EXTRAIT DU DOCUMENT:
════

Pagine a cura di Coline Kern e Dide Riviera

Pagine a cura di Coline Kern e Dide Riviera

mercoledì 17 settembre 2008

Un traducteur d’âmes par l’image

Conversation avec Claire Cosnefroy




Sa première apparition publique remonte significativement à une série d’images magnifiques de Sebastien Mazière. Mais justement Claire Cosnefroy n’est pas du tout une mannequin, elle est en revanche une des musiciennes plus intéressantes et que Chorus une constellation suit plus volontiers dans la jeune scène pop française (http://www.myspace.com/lafiancee). Elle prépare en ce moment aux édtions Strictly Confidential, sous le nom de La Fiancée et avec des collaborateurs d’exception, son premier album dont nous avons eu la chance d'écouter déjà quelques morceaux (Nous y reviendrons au moment de sa sortie). Avec beaucoup de talent elle travaille aussi dans le monde de la mode comme styliste (en ce moment entre autres pour le magazine Elle). Sa présence nous a semblé particulièrement importante dans le cadre de l'hommage que notre revue souhaitait rendre à l'oeuvre de Sébastien Mazière. Nous l'avons ainsi interviewée.



Chorus una costellazione :

Comment vous avez connu Sébastien ?

La Fiancée :

J’ai rencontré Sébastien en mai 2007 par le biais d’amis communs. Il recherchait à cette époque des modèles pour un cycle de photographies sur les années 50 et 60. Il avait vu une photo de moi, l’a aimée et m’a contactée : il m’a envoyé un e-mail très gentil où il me présentait son projet et me proposait de travailler ensemble.
Nous nous sommes parlé plusieurs fois par téléphone et avons convenu très vite d’un rendez vous (nous étions tous les deux d’accord sur le fait qu’un bon projet est un projet qui se fait rapidement, dans la foulée, et que c’est comme ça que doivent se passer les choses quand deux volontés s’accordent parfaitement).
Nous nous sommes donc rencontrés au carrefour de l’avenue Ledru Rollin et du boulevard de Charonne, dans le 11e arrondissement, pas très loin de chez lui ; les lieux qu’il voulait photographier se trouvaient à proximité.
Je ne l’avais jamais vu mais je l’ai reconnu tout se suite, et j’ai su immédiatement que nous nous entendrions bien. C’est d’ailleurs l’image de lui dont je me rappelle le mieux : lui avançant vers moi avec sa casquette et sa chemise hawaïenne, souriant.

Est-ce qu’il a été facile pour Sébastien de vous convaincre à participer à son projet ? Vous hésitiez ? Et lui ?

Travaillant moi-même dans l’image mais plutôt de l'autre côté de l’objectif, l’idée d’inverser les rôles m’a séduite immédiatement, parce qu’elle me permettrait de comprendre un peu mieux mon métier.
J’étais néanmoins très intimidée, car je sais combien il est parfois difficile et absolument pas anodin de se laisser de cette façon regarder par quelqu’un : c’est quelque chose de très intime.

════

TÂCHE DEMANDÉE 1:
D'après l'extrait, à quel endroit Claire Cosnefroy et Sébastien se sont-ils retrouvés pour leur rendez-vous ?
TÂCHE DEMANDÉE 2:
Selon l'extrait, pourquoi l'idée d'inverser les rôles a-t-elle tout de suite plu à Claire Cosnefroy ?
TÂCHE DEMANDÉE 3:
Ces affirmations s'accordent-elles avec l'extrait ? Répondez par oui ou non pour chacune et citez les mots qui tranchent.
(a) Sébastien a contacté Claire Cosnefroy par e-mail.
(b) Claire Cosnefroy est mannequin.
(c) Le cycle de photographies portait sur les années 70.
Les lignes qui suivent viennent d'une autre source.

DONNÉES FOURNIES:

════

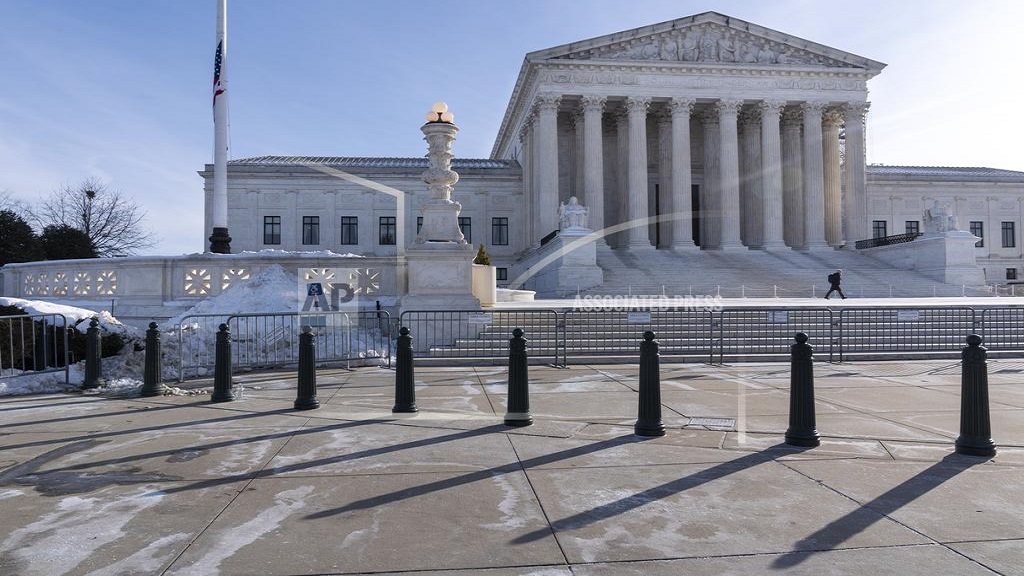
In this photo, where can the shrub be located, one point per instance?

════

BONNE RÉPONSE 1:
Au carrefour de l'avenue Ledru Rollin et du boulevard de Charonne, dans le 11e arrondissement.

BONNE RÉPONSE 2:
Elle travaille elle-même dans l'image, mais plutôt de l'autre côté de l'objectif. Passer devant l'appareil devait l'aider à mieux comprendre son métier.

BONNE RÉPONSE 3:
(a) Oui : « il m’a envoyé un e-mail très gentil où il me présentait son projet ».
(b) Non : « Claire Cosnefroy n’est pas du tout une mannequin ».
(c) Non : « un cycle de photographies sur les années 50 et 60 ».